> **Referring expression pointing data**
++++++++++
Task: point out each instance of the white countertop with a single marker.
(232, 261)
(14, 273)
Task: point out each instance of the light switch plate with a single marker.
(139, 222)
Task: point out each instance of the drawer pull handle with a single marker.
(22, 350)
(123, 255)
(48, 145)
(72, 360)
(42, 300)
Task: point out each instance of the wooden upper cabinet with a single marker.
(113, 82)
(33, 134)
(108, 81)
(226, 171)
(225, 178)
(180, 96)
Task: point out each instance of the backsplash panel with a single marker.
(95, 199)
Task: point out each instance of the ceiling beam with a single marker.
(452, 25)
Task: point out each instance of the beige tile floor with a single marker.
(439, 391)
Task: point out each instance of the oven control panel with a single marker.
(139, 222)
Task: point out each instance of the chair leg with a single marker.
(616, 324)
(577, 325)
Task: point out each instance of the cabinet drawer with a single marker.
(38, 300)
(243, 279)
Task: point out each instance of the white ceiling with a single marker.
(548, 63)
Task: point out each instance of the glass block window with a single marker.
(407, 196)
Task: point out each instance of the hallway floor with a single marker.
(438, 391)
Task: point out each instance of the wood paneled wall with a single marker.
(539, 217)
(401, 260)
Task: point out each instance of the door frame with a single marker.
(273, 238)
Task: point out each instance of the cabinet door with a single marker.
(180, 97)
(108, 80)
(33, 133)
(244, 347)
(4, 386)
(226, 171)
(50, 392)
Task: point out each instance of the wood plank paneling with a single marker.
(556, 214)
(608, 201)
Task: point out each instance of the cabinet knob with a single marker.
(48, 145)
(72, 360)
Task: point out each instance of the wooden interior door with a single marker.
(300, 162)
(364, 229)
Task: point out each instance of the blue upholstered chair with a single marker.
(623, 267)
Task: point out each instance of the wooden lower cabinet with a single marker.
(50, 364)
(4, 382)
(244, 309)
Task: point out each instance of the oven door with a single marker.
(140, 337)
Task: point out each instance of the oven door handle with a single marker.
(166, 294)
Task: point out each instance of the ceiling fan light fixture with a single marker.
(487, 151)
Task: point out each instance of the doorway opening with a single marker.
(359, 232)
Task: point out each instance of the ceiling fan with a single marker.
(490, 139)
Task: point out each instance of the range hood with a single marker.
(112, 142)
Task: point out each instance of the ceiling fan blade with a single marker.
++++++++++
> **WHAT IS NEEDED**
The records above should be restated exactly, line for line.

> **PROBLEM SOLUTION**
Task: point out each instance of the white countertop with a single marker.
(232, 261)
(14, 273)
Task: point out each instance of the light switch plate with a single marker.
(139, 222)
Task: point out each instance of the drawer pull handle with a single marker.
(22, 350)
(123, 255)
(48, 145)
(72, 360)
(42, 300)
Task: point out each instance of the wooden upper cabinet with a single marker.
(113, 82)
(33, 134)
(108, 81)
(226, 171)
(225, 178)
(180, 96)
Task: point out each instance of the backsplash panel with a single marker.
(95, 199)
Task: point out each instance of the ceiling beam with a single marker.
(452, 25)
Task: point out each instance of the beige tile floor with a single marker.
(439, 391)
Task: point out each instance of the oven control panel with a single marker.
(139, 222)
Task: point out each instance of the chair leg with a single marker.
(616, 324)
(577, 325)
Task: point out each instance of the cabinet drawer with a single marker.
(38, 300)
(243, 279)
Task: point out each instance of the white ceiling with a single marker.
(548, 63)
Task: point out each instance of the glass block window with a single marker.
(407, 196)
Task: point out each instance of the hallway floor with a single marker.
(438, 391)
Task: point out each instance of the wood paneled wall with a single marker.
(539, 217)
(401, 260)
Task: point out each instance of the door frame with a single marker.
(273, 238)
Task: point out each instance of the cabinet door with a single marker.
(180, 97)
(108, 80)
(33, 133)
(244, 347)
(4, 386)
(226, 171)
(50, 392)
Task: point out each instance of the wood plank paneling with a single marker.
(556, 214)
(608, 201)
Task: point out each instance of the cabinet knob with a single marker.
(48, 145)
(72, 360)
Task: point out each instance of the wooden interior door with a single marker.
(300, 162)
(364, 229)
Task: point out each instance of the blue upholstered chair with a single marker.
(623, 267)
Task: point out each instance of the wooden lower cabinet with a single marker.
(50, 364)
(4, 382)
(244, 309)
Task: point out each instance of the oven door with a single marker.
(140, 337)
Task: point out each instance of the oven door handle with a single marker.
(166, 294)
Task: point out each instance of the ceiling fan light fixture with a single marker.
(487, 151)
Task: point out each instance of the doorway opening with a single marker.
(359, 232)
Task: point out each instance of the ceiling fan with a single marker.
(490, 139)
Task: point out each instance of the range hood with a single marker.
(112, 142)
Task: point out each instance of the ceiling fan blade with a single marker.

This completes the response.